Direction: Please rewrite the listing below, swapping every "bounding boxes" for "rectangles" and leaving everything else unchanged.
[start of Information supplied]
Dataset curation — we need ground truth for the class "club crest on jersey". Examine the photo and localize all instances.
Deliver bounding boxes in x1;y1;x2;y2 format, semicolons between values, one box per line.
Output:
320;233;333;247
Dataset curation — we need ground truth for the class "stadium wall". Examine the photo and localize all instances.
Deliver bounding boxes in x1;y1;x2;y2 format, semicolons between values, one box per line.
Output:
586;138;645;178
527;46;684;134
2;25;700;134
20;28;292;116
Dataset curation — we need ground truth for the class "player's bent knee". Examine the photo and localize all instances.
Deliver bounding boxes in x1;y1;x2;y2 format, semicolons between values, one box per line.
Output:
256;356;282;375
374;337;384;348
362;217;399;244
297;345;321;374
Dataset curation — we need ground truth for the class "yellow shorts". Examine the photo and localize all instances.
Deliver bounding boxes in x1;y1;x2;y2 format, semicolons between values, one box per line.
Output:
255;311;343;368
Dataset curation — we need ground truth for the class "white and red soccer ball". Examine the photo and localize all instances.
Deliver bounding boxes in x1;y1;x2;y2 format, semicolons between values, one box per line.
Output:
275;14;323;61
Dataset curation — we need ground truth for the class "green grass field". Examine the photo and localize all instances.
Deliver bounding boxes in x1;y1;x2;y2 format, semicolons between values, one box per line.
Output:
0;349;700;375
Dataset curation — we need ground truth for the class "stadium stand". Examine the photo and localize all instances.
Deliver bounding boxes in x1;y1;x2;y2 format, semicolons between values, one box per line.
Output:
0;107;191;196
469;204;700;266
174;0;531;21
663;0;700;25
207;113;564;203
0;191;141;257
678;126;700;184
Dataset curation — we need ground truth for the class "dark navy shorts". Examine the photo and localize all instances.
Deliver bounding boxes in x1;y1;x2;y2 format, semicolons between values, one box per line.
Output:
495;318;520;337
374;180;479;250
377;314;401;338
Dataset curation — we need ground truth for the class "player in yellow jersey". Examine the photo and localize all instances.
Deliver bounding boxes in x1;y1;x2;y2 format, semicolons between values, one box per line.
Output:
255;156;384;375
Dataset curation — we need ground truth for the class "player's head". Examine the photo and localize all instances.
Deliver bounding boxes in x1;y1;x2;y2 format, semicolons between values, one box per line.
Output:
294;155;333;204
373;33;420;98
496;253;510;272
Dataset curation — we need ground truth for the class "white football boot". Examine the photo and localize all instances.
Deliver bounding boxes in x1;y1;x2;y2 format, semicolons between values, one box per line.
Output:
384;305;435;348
[end of Information supplied]
Answer:
Dataset curation — we need ground truth for the class "club crest on jersey". Examine the photo and localize all instances.
Deliver rectangles in x1;y1;x2;y2 format, semicolons between values, one box per line.
Output:
320;233;333;247
Dataset curation — we need ground truth for the class "stadium wall". Examine the photo and localize all instances.
Deliver rectangles in x1;y1;x2;y2 format, semicolons between values, one box per line.
Output:
586;138;645;178
527;46;684;134
2;25;700;134
20;28;292;116
Dataset curation — we need ground truth for the class "player's bent knee". Examine the photo and localize all instances.
Deliver rectangles in x1;y1;x2;y2 format, semicolons between values, one box per line.
Output:
256;356;282;375
374;337;384;348
362;217;399;244
297;345;321;374
Dataset curation — we need ground truth for the class "yellow shorts". Examine the photo and localize all instances.
Deliver rectangles in x1;y1;x2;y2 format, semicolons between values, one box per line.
Output:
255;311;343;368
Dataset curation — we need ground truth for the class "white and red soccer ball". Examine the photo and localize all instances.
Deliver rectangles in x1;y1;x2;y2 format, semicolons between values, one box per line.
Output:
275;14;323;61
Dataset curation — we need ground truth for the class "green grass field". Examine the photo and localize all instances.
Deliver rectangles in x1;y1;x2;y2 format, semicolons between values, one box per line.
Output:
0;349;700;375
Dataset curation — we need ground truth for the class "stadium stand". Examine the photo and localize all instances.
Deliver rectangles in x1;y1;x2;y2 format, semicolons between values, one box per line.
Output:
0;107;191;196
469;204;700;266
174;0;531;21
663;0;700;25
207;113;564;203
0;191;141;257
678;126;700;184
Dataset curation — we need ground truth for the class "dark navy shorts". Examine the photo and localize all instances.
Deliver rectangles in x1;y1;x2;y2 format, semicolons between values, one box per line.
Output:
495;318;520;337
374;180;479;250
377;314;401;338
Dataset curation — we need ground truth for the class "player in yellow jersey". Examine the photo and localize all instances.
Deliver rectangles in x1;y1;x2;y2 format, semicolons between values, one box per line.
Output:
255;156;384;375
Dataset curation — we need ground truth for the class "player's head". Examine the photo and localize all instances.
Deliver rectangles in x1;y1;x2;y2 format, semicolons between values, one box per line.
Output:
294;155;333;204
373;33;420;98
496;253;510;272
Dataset curation — we need ground truth for the class "white football boot". Examine the photo and localize all instances.
Deliver rectangles in x1;y1;x2;y2 format, semicolons between values, one box per line.
Output:
384;305;435;348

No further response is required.